- What the task requires
Look through the records, and whenever a line includes the word "castle", copy it.

- Extracted data

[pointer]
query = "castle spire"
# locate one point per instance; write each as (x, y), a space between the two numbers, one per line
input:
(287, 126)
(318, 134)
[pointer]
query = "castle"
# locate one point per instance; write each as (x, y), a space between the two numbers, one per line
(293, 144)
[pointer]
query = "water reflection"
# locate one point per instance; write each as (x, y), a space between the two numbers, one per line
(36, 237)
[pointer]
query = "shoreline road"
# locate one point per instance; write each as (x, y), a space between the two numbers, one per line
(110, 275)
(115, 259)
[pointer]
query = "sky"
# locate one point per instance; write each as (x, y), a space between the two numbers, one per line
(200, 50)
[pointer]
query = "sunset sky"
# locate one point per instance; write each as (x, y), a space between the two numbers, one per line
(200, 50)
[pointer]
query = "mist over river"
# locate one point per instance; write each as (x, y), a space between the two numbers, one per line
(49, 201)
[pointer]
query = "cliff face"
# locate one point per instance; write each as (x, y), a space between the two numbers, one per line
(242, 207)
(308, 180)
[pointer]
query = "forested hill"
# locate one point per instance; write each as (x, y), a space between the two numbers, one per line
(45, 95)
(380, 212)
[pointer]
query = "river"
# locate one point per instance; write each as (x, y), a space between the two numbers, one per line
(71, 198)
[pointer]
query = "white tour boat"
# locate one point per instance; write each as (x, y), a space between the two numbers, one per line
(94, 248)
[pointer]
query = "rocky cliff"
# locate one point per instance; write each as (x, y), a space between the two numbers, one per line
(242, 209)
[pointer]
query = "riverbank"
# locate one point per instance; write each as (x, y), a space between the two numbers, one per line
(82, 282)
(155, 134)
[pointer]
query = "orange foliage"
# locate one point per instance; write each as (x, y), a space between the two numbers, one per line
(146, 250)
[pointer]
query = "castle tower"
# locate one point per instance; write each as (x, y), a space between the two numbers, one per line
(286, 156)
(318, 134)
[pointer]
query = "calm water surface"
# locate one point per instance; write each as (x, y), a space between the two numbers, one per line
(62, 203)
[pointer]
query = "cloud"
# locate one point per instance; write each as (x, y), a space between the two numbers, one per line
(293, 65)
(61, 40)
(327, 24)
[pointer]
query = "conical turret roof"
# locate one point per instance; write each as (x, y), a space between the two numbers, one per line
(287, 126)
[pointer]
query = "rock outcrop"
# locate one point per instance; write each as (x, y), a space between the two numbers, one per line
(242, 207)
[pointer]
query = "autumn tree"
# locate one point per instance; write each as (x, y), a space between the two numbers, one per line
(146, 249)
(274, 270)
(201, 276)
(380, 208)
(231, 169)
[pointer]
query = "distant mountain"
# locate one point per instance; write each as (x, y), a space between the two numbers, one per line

- Exercise output
query = "castle spire"
query = "castle"
query = "castle tower"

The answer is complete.